* _Lesetext_
Ja natürlich, so etwas wollte ich jetzt nicht umsetzen. Es ist ja immernoch ein Einsteiger Projekt ;-)
Dein Beispiel gefällt mir sehr gut, auch wenn es kein "fallen" des Würfels ist.




> Als Beispiel, in ganz billig:
> (keine Physik, nur Rotation, "Animation" läuft nach Testendruck genau 10 Sekunden und der Würfel bleibt immer gerade zur Kamera liegen)



Der Würfel bleibt zwar immer gerade zur Kamera liegen, allerdings mit unterschiedlichen Seiten des Würfels.
Ich müsste irgendwie die Ausgangsposition mit angeben können um dann auch später die richtige Zahl anzeigen zu können.


----------



## Marco13 (5. Sep 2008)

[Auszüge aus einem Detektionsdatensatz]
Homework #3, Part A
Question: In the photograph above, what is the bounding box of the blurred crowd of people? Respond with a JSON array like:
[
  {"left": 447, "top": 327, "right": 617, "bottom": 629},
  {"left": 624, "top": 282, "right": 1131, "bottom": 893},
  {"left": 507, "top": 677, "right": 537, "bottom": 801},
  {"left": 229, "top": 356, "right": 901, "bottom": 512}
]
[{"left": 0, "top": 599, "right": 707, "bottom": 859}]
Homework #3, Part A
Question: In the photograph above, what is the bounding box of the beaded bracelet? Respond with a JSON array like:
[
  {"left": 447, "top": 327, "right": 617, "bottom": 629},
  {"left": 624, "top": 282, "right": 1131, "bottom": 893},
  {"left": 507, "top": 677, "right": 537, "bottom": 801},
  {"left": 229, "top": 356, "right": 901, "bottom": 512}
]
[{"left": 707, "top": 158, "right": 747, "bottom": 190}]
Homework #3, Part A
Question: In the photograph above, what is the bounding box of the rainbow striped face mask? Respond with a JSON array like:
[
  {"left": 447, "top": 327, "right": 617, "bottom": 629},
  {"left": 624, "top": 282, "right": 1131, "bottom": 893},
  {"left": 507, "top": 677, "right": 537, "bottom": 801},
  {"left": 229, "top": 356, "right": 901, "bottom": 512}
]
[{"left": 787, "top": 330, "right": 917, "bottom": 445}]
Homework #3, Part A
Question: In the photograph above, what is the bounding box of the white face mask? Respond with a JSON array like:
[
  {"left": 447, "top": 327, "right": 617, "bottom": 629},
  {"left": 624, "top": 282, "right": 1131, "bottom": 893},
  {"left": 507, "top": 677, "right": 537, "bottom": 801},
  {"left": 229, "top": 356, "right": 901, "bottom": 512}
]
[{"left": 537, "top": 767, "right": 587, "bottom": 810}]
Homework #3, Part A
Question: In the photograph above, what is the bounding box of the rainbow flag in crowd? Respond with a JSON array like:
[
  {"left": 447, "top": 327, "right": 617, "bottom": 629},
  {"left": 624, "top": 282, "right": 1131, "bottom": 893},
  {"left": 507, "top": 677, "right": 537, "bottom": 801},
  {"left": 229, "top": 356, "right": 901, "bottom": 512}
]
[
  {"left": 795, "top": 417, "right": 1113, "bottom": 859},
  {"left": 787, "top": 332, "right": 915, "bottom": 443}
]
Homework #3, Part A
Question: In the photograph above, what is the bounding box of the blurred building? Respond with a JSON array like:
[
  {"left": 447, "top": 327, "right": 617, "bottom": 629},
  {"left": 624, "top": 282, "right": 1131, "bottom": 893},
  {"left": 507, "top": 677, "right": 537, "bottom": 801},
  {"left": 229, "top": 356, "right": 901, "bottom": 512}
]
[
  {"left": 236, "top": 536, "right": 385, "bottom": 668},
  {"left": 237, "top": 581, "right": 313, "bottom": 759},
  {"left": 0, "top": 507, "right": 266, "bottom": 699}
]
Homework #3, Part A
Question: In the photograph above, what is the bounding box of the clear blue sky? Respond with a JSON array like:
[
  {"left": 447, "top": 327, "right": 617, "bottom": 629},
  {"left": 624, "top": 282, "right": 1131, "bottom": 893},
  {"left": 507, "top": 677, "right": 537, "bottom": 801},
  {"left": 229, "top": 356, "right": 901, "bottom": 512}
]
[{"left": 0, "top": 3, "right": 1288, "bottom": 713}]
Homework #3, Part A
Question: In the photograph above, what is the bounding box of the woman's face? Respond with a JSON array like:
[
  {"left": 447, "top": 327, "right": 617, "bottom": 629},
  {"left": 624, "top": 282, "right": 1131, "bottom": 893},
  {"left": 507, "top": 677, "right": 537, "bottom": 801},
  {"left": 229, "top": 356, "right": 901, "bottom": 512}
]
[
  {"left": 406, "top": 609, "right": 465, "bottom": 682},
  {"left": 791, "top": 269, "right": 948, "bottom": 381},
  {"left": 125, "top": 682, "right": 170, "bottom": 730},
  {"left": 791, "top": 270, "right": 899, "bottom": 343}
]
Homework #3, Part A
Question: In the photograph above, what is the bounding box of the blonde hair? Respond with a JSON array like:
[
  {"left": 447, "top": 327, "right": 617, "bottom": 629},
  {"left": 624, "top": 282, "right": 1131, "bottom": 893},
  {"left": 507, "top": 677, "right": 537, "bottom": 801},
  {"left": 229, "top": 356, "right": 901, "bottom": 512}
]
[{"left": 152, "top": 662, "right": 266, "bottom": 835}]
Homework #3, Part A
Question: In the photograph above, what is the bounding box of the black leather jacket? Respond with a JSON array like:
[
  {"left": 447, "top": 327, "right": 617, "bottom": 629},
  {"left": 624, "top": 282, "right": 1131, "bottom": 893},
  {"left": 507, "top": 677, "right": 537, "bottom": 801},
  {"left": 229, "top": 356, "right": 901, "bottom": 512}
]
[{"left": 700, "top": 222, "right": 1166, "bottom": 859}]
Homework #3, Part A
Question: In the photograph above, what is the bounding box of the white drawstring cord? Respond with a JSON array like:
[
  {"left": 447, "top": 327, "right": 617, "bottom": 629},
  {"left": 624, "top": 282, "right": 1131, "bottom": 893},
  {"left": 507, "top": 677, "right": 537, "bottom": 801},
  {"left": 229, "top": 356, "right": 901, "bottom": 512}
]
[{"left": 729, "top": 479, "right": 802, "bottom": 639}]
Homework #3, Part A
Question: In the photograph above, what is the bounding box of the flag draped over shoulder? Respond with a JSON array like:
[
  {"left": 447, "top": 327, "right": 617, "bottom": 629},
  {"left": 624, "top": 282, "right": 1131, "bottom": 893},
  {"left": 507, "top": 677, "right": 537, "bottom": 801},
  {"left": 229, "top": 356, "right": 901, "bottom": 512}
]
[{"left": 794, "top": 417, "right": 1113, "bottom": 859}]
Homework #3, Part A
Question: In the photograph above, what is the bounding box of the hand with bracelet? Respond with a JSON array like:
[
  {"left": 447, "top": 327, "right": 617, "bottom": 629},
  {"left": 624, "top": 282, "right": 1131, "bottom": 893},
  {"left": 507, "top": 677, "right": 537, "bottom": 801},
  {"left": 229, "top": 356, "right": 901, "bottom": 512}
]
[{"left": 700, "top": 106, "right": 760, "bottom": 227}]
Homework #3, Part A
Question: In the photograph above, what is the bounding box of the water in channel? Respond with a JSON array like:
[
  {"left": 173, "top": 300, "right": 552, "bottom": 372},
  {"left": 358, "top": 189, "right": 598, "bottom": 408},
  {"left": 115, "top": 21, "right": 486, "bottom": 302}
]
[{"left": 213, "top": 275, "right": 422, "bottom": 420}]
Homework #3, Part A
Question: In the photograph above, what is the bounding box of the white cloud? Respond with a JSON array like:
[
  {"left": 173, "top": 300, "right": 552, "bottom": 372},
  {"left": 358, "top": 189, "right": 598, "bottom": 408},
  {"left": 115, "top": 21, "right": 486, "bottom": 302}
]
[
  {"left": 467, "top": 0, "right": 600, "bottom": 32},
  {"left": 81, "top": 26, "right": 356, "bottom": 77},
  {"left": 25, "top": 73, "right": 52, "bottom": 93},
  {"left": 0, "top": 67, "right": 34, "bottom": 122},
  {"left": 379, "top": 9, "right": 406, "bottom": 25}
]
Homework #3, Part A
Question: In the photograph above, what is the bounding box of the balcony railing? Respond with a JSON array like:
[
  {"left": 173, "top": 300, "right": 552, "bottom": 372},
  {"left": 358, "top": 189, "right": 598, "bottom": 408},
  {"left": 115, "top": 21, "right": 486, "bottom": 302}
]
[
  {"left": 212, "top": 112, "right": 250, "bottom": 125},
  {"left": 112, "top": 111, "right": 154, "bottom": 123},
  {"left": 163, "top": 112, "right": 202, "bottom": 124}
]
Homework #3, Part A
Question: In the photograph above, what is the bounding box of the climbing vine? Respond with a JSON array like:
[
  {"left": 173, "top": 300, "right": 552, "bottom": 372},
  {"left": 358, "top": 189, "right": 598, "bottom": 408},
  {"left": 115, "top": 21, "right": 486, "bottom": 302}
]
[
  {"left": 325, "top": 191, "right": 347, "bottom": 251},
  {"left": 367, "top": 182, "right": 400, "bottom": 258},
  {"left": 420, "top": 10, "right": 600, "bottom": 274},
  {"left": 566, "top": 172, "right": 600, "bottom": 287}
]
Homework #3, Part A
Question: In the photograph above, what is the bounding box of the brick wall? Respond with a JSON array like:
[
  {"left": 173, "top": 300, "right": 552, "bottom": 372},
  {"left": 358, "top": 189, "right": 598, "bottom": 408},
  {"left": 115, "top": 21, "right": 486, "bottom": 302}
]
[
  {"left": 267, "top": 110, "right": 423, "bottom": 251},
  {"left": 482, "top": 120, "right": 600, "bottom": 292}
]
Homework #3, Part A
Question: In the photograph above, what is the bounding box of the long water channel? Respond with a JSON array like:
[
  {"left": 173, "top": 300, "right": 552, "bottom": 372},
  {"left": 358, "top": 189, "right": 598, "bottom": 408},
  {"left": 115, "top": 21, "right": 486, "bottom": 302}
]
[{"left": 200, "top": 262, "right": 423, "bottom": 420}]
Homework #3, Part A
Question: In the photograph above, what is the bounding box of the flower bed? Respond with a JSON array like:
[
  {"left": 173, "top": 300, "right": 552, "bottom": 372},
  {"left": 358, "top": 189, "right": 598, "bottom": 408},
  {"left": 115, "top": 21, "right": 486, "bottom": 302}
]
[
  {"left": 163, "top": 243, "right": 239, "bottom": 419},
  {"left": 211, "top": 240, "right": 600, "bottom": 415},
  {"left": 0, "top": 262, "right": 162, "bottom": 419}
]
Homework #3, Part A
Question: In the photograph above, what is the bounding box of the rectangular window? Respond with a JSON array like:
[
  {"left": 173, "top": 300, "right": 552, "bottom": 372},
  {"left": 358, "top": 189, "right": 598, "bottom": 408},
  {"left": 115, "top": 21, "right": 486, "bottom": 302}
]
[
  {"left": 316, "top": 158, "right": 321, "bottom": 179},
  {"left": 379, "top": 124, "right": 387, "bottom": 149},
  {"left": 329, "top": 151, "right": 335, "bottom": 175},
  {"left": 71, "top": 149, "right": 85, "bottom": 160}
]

* _Aufgaben_
1) Wie lange läuft laut dem Forenbeitrag zum Würfel die Animation im Beispiel nach dem Tastendruck?
2) Setze den Forenbeitrag zum Würfel nach seiner letzten Zeile fort.
Die Datenzeilen werden hier nicht gebraucht.

* _Antworten_
1) Genau 10 Sekunden.

2)
Die Ausgangsposition wird nicht viel helfen: Wenn ich das richtig überflogen habe, sind die Roationsgeschwindigkeiten am anfang zufällig, und die Dauer der Animation mit System.currentTimeMillis festgelegt. Letzteres ist relativ ungenau, d.h. man wird (selbst bei konstanter Rotationsgeschwindigkeit) nicht verhindern können, dass der Würfel sich mal 20 oder 30 ms länger oder weniger lang dreht. Zusammen mit den zufälligen Geschwindigkeiten wird das aber vollkommen unvorhersehbar .... das gewünschte Ende muss irgendwie geschickt in die rotateAngles reingerechnet werden ... vielleicht dafür sorgen, dass die rotateAngles am anfang "zufällig" und "groß" sind, und immer geringer werden, und am Ende alle 0.0 sind, und bei dem glRotate dann nicht
gl.glRotatef(rotateAngleX, 1.0f, 0.0f, 0.0f);
schreiben, sondern
gl.glRotatef(desiredFinalRotateAngleX + rotateAngleXthatWillBeZeroAtTheEnd, 1.0f, 0.0f, 0.0f);
... oder so... aber das kriegst du bestimmt hin


----------



## JavaKing (9. Sep 2008)

Ich könnte hier nochmal einen Denkanstoss gebrauchen. Ich habe es so halbwegs verstanden, dass rotatef zum Schluss auf 0 stehen soll bzw. die richtige Zahl.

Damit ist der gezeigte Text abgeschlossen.